STUDY QUESTIONS =
**1)** According to the passage about Sea Change, on what date will Sea Change be presented?
**2)** Sum up the passage about Sea Change in two sentences.
**3)** Using its own words, list every group of people named in the passage about Sea Change.

***** SELECTED EXTRACT *****

From there the ideas kept coming, and on July 1, 2021, we will present Sea Change, a dance along Deansgate, where dancers are largely on the spot (though as the piece has developed they do change positions at key moments), and the audience walks past the dancers - putting the work together in their heads as they move. It's a brilliant idea, and, as rehearsals with over 100 local performers have taken place of late, one that has allowed participants to explore and express the bottled-up emotions we have all felt over the past year.

***** RECORDED INFORMATION *****

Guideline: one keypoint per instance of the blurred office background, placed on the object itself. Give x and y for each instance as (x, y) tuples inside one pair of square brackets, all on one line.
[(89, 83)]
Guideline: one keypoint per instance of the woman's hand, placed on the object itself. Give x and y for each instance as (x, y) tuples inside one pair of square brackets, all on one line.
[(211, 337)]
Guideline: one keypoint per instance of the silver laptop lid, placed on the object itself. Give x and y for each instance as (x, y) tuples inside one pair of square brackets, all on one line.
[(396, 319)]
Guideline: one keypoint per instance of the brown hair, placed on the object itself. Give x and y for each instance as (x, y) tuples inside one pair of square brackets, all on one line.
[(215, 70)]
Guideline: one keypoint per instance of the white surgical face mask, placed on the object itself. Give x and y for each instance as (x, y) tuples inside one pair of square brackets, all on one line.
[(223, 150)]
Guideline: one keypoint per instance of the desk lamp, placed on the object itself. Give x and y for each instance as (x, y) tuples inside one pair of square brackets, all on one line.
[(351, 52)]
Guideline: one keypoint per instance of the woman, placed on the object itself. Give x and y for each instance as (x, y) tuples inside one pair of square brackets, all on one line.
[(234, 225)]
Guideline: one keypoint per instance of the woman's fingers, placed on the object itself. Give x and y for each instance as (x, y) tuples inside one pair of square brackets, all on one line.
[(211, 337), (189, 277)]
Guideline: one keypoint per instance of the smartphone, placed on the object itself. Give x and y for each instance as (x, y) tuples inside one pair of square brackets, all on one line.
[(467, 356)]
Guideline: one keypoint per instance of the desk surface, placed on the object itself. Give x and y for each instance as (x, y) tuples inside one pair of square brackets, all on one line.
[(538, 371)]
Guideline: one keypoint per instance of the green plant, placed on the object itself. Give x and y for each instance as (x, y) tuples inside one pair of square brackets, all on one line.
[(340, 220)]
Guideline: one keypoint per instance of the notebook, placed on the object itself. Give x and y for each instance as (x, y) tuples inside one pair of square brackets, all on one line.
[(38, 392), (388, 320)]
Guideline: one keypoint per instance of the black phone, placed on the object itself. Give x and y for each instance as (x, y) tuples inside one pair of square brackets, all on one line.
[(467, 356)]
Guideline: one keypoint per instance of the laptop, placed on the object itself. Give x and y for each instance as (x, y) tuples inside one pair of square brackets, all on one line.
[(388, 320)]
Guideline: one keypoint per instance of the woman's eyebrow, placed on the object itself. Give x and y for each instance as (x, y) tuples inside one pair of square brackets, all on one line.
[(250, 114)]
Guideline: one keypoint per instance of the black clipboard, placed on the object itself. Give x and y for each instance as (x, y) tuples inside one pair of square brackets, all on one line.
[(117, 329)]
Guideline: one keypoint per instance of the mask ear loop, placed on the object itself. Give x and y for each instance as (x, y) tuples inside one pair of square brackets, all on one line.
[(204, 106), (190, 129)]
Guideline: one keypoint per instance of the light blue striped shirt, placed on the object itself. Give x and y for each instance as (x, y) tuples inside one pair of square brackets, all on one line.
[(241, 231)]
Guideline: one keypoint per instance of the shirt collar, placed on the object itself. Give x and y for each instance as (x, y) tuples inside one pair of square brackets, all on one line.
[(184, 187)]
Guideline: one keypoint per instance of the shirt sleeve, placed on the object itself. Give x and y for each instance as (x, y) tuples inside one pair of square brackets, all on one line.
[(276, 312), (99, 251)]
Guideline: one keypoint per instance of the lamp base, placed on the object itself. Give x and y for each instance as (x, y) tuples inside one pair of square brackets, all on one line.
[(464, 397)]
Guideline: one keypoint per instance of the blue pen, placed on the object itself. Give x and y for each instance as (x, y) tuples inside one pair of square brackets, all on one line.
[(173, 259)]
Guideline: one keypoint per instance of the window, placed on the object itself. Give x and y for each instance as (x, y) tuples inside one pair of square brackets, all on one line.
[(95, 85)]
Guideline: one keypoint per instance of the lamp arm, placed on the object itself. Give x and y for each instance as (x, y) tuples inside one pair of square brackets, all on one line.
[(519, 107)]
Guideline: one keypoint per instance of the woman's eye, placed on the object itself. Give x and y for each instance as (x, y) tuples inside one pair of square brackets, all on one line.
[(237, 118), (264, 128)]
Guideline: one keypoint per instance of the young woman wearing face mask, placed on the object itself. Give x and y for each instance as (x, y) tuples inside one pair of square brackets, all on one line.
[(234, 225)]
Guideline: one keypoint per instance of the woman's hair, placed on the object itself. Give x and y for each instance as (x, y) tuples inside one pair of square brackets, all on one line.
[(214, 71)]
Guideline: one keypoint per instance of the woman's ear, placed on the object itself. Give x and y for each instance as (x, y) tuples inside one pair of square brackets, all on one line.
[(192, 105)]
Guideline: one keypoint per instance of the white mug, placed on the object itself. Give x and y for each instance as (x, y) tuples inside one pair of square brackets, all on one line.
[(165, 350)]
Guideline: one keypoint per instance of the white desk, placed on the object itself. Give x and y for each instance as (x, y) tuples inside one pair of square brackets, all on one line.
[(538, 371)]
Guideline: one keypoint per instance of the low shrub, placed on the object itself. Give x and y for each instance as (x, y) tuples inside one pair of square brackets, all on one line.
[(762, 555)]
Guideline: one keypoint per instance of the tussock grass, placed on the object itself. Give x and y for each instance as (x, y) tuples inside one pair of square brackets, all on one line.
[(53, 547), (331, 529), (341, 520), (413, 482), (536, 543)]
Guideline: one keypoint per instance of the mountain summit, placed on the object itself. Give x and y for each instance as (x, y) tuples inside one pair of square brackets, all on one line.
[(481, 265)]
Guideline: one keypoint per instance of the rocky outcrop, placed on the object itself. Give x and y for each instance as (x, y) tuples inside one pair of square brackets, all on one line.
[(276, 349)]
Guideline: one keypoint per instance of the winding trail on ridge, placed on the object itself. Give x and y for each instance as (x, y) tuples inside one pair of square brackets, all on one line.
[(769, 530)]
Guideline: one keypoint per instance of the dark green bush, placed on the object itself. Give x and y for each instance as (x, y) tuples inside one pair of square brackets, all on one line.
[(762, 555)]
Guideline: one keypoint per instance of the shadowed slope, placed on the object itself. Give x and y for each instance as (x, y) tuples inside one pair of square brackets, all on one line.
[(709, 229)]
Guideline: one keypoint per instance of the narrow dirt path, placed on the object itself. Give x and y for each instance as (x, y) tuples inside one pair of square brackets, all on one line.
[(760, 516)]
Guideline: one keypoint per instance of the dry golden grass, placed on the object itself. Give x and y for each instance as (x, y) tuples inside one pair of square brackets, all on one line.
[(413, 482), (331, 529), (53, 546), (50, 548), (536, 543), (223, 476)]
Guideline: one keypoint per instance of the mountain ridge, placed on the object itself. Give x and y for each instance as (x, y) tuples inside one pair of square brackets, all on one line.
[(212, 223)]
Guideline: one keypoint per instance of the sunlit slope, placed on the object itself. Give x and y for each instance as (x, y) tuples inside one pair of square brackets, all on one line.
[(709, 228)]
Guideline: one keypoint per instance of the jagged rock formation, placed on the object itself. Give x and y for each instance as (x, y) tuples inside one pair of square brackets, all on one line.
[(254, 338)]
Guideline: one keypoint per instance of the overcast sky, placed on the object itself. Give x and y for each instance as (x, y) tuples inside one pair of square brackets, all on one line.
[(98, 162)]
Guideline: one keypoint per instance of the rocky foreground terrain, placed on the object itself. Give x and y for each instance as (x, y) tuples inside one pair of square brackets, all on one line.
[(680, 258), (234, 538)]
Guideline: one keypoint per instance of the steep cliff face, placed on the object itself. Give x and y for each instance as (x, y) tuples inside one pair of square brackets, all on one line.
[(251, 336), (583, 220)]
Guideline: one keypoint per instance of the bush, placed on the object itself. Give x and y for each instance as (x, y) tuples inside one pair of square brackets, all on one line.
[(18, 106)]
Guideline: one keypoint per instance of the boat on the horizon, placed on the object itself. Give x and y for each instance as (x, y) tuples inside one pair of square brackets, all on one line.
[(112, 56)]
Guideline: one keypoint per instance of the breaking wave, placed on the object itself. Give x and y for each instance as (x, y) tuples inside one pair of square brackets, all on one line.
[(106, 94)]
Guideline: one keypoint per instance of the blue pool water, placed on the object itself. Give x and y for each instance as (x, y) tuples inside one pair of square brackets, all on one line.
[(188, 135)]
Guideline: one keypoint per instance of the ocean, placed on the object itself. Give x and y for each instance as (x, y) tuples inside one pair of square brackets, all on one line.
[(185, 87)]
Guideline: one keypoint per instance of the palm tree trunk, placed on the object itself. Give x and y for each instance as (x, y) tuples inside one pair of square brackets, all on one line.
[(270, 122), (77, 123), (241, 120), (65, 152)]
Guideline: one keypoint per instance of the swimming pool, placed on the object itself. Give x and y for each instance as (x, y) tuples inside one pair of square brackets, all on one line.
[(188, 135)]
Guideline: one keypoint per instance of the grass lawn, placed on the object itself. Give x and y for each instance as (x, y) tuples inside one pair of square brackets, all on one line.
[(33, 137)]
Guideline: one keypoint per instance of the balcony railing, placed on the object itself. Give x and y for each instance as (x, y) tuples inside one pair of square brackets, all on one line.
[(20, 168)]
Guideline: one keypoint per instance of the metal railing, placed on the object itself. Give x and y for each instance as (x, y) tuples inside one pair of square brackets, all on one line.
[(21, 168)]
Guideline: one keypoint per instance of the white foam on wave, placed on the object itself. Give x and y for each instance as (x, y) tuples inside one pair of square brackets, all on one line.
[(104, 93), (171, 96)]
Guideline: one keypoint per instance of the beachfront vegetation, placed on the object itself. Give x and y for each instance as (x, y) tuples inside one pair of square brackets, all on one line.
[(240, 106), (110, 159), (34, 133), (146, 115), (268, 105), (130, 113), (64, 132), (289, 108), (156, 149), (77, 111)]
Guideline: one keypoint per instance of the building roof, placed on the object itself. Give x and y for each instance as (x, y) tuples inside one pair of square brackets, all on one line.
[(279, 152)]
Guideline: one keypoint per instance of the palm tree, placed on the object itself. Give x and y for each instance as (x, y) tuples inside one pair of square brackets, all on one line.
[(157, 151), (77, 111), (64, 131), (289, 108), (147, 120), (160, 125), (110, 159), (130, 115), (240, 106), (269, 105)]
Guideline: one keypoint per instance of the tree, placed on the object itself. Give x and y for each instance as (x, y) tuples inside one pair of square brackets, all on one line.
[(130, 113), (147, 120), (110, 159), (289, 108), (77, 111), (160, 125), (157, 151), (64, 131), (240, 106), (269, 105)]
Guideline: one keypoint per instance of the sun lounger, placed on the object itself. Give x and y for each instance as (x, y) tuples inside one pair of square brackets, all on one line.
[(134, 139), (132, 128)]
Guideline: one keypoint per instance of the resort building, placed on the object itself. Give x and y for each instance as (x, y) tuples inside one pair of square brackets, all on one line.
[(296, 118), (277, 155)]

*****

RESPONSES =
**1)** July 1, 2021

**2)** Sea Change is a dance along Deansgate, to be presented on July 1, 2021, in which the dancers mostly stay in place while the audience walks past them and puts the work together in their heads. Rehearsals with over 100 local performers have let participants explore and express the bottled-up emotions of the past year.

**3)**
- dancers
- the audience
- over 100 local performers
- participants